Supplied passage »
╔══

MarleySpoon: add precautionary check for unexpected API URLs. #1069

jayaddison · 2024-04-19T16:22:30Z

Adds a sense-checking step to ensure that the API URL returned in the MarleySpoon script elements refers to a second-level-domain containing marleyspoon.

As far as I know, there's currently no standardized and machine-readable way to declare inter-related ownership of a group of distinct Internet domain names. I could be mistaken though; and if so, perhaps we could use that as a better alternative than checking for the brand name, as found in the scraper name.

jayaddison · 2024-04-19T16:35:35Z

After considering the implications of a comment I wrote at #1064 (comment) I thought it'd be worth checking our existing scrapers for the potential that requests could be made to unexpected domains, and MarleySpoon appeared as a possibility, so this changeset adds a safety measure against requests to API hosts that seem unrelated.

cc @jknndy @hhursev @strangetom for review

recipe_scrapers/marleyspoon.py

…-in-behaviour.

jayaddison · 2024-04-19T16:52:55Z

One more note: it should be possible to generalize this check so that it could apply to other scrapers too; I've attempted to write it in a way that would allow for that.

It's only written for MarleySpoon because that's the only place that I found where I felt that this problem could occur; in the other cases where we make multiple requests, as far as I can tell, we always use fully-qualified literal strings (with some allowance for templating) to define the request URL.

In addition, this problem can only currently affect legacy scrapers in the v14 branch of the codebase. That's not intended to be an argument to move to v15! We do lose functionality during that transition. But it helps to narrow the scrapers that should be checked for problems.

strangetom · 2024-04-19T17:50:45Z

Am I correct in thinking that for marleyspoon, the API calls are always to api.marleyspoon.com, even if the recipe URL is (for example) marleyspoon.de?

jayaddison · 2024-04-22T14:47:31Z

Am I correct in thinking that for marleyspoon, the API calls are always to api.marleyspoon.com, even if the recipe URL is (for example) marleyspoon.de?

@strangetom that does appear to be the case, yep. However, I'd be slightly reluctant to hard-code it, given that they've intentionally made it a variable in the page data. There are situations where doing that can allow for load-balancing / migrations / temporary maintenance by sending a portion of traffic to a different API endpoint, and it'd be nice to (safely) continue to respect that if we can.

jayaddison · 2024-04-22T14:52:41Z

Implementing Cross-Origin Resource Sharing adherence in the scraper could be another way to do this, in a more standards-compliant manner. I wasn't able to find any HTTP-client-side Python CORS libraries from a quick search (plenty of server-side ones), but perhaps there are some out there (or it might not be too onerous to implement basic support).

jayaddison · 2024-04-30T12:05:19Z

Alternatively perhaps we could check wheter the URL found in the JavaScript configuration corresponds to an entry in the SCRAPERS map for the same scraper instance?

╚══

Task 1 »
Copy from the MarleySpoon discussion the part that opens with the words containing "MarleySpoon: add precautionary" and closes with "the scraper name.".
Task 2 »
In the MarleySpoon discussion, which branch of the codebase holds the legacy scrapers that this problem can currently affect?
The rows aren't needed here.

Extracted entries »

╔══

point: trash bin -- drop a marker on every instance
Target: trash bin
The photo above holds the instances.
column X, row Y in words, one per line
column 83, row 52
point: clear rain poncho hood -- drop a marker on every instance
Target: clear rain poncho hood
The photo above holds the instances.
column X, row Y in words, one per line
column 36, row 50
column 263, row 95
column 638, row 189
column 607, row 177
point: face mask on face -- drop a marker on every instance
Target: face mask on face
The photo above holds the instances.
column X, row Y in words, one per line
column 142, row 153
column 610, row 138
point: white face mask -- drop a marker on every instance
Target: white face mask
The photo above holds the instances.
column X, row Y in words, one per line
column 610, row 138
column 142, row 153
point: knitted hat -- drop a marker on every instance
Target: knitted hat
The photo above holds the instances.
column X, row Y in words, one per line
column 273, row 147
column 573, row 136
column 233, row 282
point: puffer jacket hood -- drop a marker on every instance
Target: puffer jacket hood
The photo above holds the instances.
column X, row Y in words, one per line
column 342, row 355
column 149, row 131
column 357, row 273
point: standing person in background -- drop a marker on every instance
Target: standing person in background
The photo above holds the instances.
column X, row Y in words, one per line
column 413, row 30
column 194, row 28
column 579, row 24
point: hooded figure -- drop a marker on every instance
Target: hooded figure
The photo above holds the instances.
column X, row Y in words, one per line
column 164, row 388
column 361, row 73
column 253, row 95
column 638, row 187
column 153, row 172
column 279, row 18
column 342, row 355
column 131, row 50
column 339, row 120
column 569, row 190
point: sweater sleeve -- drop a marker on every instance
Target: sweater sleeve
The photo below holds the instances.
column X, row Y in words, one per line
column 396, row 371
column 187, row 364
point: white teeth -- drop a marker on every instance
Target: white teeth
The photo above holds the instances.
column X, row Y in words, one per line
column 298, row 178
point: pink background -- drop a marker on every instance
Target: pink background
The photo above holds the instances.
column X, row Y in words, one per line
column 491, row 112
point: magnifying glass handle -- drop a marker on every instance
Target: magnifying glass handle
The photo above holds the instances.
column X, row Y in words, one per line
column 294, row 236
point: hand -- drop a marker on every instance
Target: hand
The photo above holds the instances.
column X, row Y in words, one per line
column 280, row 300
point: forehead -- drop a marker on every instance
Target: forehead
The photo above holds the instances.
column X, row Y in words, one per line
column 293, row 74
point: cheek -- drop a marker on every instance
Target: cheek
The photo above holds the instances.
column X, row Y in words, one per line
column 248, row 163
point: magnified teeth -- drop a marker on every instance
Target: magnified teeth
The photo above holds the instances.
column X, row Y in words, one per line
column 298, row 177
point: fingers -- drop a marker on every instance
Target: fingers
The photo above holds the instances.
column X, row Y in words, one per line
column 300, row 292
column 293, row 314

╚══

Task answer 1 »
MarleySpoon: add precautionary check for unexpected API URLs. #1069

jayaddison · 2024-04-19T16:22:30Z

Adds a sense-checking step to ensure that the API URL returned in the MarleySpoon script elements refers to a second-level-domain containing marleyspoon.

As far as I know, there's currently no standardized and machine-readable way to declare inter-related ownership of a group of distinct Internet domain names. I could be mistaken though; and if so, perhaps we could use that as a better alternative than checking for the brand name, as found in the scraper name.

Task answer 2 »
The v14 branch.